__Exercise__. Output these lines exactly as they are.
-- BEGIN Provided data --
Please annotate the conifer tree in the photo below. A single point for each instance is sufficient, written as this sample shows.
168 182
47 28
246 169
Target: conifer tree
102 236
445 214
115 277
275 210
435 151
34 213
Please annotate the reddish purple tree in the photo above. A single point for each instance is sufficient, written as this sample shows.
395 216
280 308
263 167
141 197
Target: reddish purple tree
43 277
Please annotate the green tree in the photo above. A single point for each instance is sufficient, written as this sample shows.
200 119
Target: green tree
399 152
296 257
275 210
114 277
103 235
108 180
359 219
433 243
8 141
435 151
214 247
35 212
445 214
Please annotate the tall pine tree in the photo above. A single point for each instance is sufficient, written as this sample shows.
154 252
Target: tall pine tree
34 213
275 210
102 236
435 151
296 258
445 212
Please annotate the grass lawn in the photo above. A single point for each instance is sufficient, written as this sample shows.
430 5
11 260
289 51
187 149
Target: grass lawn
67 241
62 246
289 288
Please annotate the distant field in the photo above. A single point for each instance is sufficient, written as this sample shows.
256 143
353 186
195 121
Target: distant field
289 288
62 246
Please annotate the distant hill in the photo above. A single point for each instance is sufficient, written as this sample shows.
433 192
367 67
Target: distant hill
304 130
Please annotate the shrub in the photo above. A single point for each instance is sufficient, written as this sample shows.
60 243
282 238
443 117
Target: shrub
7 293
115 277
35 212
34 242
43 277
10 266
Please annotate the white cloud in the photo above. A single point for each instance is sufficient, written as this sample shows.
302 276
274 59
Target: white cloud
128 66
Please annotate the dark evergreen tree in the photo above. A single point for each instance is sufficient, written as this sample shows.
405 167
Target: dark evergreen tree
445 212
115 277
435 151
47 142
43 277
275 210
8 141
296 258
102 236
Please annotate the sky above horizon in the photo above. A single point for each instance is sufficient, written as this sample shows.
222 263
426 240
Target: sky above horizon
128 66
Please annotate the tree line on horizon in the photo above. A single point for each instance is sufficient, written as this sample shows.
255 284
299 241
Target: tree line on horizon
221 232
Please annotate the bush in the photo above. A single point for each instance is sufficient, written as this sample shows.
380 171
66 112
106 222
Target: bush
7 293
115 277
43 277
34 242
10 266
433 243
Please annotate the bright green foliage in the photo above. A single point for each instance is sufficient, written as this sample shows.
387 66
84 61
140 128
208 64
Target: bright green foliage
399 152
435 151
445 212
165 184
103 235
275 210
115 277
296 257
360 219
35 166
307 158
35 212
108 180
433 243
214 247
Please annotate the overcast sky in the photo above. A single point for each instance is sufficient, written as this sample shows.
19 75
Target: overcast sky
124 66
-- END Provided data --
__Task result__.
Please annotate the conifer tree in the photo below. A single point for each instance is sufficient, written as this sample shows.
168 182
47 28
246 169
Target: conifer tree
102 236
445 214
115 277
275 210
435 151
34 213
Please annotate the reddish purple tree in the photo above. A single point for each instance is sufficient, written as this sample shows.
395 216
280 308
263 167
141 197
Target: reddish purple tree
43 277
Please annotate the green tree in the photo above. A single point for each instance is sufficient, written as this sample shows.
200 119
Target: green tree
399 152
296 257
275 210
114 277
103 235
108 180
359 219
433 243
8 141
435 151
214 247
35 212
445 214
Please annotate the tall pine tree in the photo above. A single point for each instance is sufficient, written as this sample shows.
154 252
Target: tall pine tree
34 213
275 210
102 236
435 151
296 258
445 212
Please annotate the grass lawn in the photo above. A single point for each instance is sufficient, written as this sample shows.
430 5
11 260
289 51
187 149
Target: grass lawn
67 241
62 246
289 288
Please annotate the distant field in the photo above. A single point for each instance is sufficient, written as this sample shows.
256 143
353 186
195 121
Target: distant field
289 288
62 246
Please annotate the distant hill in the photo above. A single point for each instance is sufficient, written as this sample shows.
433 192
367 67
Target: distant hill
304 130
Please annotate the shrub in the photo above. A single point for each instance is sufficient, written as this sample shows.
60 243
282 238
443 117
Target: shrub
7 293
115 277
35 212
34 242
43 277
10 266
Please annotate the white cloud in the photo above. A single point for each instance is sufficient, written as this sample shows.
302 276
274 59
Target: white cloud
128 66
Please annotate the dark evergreen tree in the photo above. A single point for each instance is sufficient, written as this sample shows.
405 167
Target: dark evergreen tree
445 212
115 277
435 151
47 142
43 277
275 210
8 141
296 258
102 236
Please annotate the sky above horizon in the photo above. A single point for each instance is sufficient, written as this sample shows.
222 263
426 240
Target: sky above horizon
128 66
Please annotate the tree line on horizon in the photo above. A single point for each instance is sufficient, written as this sample shows.
255 284
299 241
Target: tree line on horizon
221 232
Please annotate the bush in the photo above. A single point for each instance is sufficient, written as this sample shows.
380 171
66 112
106 222
Target: bush
7 293
115 277
43 277
34 242
10 266
433 243
Please annotate the bright green foliage in the photo above. A single point for each instance is sufficient, written as this sample shows.
387 66
84 61
140 128
208 64
Target: bright green foliage
399 152
435 151
445 212
165 184
103 235
275 210
115 277
296 257
360 219
35 166
307 158
35 212
108 180
433 243
214 247
Please annotate the overcast sky in the photo above. A single point for each instance is sufficient, written as this sample shows.
19 75
Target: overcast sky
124 66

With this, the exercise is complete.